> Exercise goal
The data follows this line. Copy verbatim the line with "wheel in the photo above." and each line after it to the end.

:: Material provided ::

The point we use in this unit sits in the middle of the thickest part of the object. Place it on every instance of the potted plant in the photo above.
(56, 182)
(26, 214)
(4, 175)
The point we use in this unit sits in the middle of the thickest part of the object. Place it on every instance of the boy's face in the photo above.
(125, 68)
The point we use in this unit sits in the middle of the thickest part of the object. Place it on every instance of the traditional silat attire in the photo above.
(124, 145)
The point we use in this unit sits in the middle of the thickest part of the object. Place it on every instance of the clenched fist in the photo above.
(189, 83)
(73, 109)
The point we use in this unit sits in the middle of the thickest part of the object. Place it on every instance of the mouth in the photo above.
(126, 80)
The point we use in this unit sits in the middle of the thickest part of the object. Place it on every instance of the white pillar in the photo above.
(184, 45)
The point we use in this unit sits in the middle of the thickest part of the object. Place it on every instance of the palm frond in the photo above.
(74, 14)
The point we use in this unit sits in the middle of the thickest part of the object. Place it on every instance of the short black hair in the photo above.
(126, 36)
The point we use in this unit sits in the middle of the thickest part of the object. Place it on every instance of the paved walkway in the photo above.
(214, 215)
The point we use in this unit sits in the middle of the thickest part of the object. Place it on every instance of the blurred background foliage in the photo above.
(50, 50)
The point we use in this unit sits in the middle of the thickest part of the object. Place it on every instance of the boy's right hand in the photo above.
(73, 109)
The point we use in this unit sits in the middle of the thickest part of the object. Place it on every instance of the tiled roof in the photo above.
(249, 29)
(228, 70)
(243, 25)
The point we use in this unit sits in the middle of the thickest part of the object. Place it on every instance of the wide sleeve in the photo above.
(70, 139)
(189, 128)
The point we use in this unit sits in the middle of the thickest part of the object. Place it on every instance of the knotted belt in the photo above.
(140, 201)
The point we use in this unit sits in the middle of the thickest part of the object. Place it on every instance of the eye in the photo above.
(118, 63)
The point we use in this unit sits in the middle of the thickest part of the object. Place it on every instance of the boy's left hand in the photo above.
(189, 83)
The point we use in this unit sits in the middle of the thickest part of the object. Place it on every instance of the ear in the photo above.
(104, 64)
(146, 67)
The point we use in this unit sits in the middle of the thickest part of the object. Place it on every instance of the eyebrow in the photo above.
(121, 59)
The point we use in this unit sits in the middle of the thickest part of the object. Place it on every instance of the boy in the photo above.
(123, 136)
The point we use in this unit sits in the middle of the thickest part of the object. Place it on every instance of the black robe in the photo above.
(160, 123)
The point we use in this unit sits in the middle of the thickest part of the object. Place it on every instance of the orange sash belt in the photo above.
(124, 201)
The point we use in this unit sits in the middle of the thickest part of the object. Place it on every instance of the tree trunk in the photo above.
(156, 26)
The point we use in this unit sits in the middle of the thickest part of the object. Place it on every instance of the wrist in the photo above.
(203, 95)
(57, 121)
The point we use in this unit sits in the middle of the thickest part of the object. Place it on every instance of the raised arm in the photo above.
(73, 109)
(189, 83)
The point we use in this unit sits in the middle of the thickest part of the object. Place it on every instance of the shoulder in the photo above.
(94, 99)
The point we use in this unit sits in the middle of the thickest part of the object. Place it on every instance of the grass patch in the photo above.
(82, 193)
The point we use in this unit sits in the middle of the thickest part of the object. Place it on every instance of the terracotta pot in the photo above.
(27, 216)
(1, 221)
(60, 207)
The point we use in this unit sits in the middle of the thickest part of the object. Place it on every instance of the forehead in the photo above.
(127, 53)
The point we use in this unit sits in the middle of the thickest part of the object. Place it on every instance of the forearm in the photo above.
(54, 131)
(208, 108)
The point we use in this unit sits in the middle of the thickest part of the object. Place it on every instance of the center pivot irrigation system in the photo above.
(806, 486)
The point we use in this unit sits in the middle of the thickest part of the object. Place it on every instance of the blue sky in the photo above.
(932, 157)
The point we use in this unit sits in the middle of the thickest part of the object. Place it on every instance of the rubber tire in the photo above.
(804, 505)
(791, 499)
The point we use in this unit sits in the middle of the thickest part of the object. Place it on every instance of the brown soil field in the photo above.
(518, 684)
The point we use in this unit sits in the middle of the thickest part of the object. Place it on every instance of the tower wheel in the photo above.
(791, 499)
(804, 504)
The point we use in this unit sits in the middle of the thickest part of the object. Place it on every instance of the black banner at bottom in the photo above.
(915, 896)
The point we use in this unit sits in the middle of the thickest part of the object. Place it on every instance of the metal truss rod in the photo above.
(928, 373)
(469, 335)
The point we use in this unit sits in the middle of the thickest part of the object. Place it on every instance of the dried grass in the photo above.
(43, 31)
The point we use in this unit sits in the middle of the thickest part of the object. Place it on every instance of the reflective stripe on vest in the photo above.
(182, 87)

:::

> Written reply
The point we use in this unit sits in the middle of the thickest part of the object. Place it on every instance of the tower wheel in the photo above.
(791, 499)
(804, 504)
The point we use in this unit sits in the middle of the thickest part of the object. Place it on every instance of the black banner at bottom in the photo above.
(915, 896)
The point we use in this unit sits in the middle of the thickest part of the object. Place it on every instance of the metal truss rod in the photo above.
(928, 373)
(469, 335)
The point we use in this unit sits in the middle of the thickest part of the object. Place it on every instance of the dried grass in the photo above.
(43, 31)
The point we use in this unit sits in the middle of the thickest part of the object. Place it on every instance of the reflective stripe on vest in the photo above.
(182, 87)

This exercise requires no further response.